(Problem to work on) Your result should be the lines holding the word "block", copied from the entries below.

(Provided information)
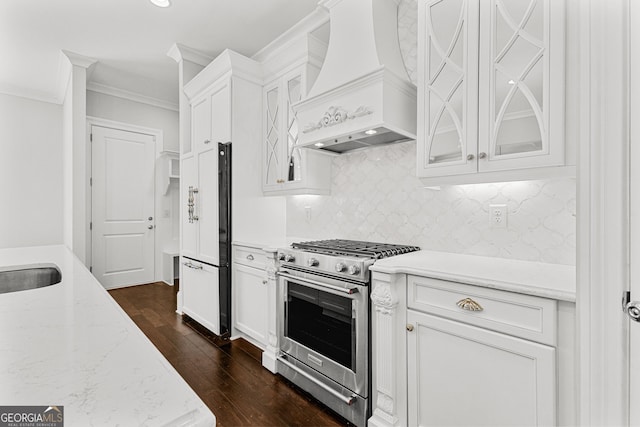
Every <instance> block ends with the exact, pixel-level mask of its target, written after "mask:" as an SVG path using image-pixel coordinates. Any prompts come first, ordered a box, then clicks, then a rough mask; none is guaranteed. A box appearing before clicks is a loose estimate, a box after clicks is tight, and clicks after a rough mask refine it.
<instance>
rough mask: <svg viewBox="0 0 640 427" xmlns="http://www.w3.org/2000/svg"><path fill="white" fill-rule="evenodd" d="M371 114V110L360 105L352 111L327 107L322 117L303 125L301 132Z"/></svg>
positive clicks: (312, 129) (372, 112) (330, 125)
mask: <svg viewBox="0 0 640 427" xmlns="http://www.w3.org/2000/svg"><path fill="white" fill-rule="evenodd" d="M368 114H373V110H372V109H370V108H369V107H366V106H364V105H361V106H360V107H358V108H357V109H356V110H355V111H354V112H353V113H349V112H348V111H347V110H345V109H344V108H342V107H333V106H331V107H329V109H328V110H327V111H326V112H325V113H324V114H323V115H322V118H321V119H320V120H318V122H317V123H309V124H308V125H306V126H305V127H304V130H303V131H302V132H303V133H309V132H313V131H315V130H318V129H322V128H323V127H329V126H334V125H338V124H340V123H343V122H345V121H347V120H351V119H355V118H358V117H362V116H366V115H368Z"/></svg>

--

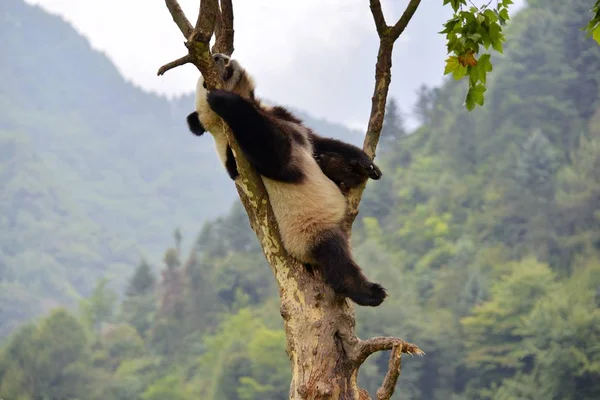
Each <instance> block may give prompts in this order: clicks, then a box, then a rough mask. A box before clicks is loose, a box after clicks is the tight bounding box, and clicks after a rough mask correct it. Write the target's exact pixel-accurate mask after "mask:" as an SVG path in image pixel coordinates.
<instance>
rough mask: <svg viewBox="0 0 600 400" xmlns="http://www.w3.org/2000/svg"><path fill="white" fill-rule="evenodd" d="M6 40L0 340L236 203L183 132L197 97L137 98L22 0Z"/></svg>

(Written answer)
Every <instance> block ends with the exact, pixel-level mask of its target, written after "mask:" as an SVG path using image-pixel coordinates. Any prompts come first, ordered a box, then clicks, then a rough mask; none is guaranteed. A box appearing before clicks is a loose estimate, a box after clicks is tight, and clicks after a rough mask refine it.
Each <instance> block may give prompts in this order: clicks, then a box, then a rough mask. A box before clicks is loose, a box after clicks is the tight bounding box, and clicks after a rough mask correct it. Write the target's exact pixel-accurate mask after "mask:" as an SVG path in image pixel coordinates.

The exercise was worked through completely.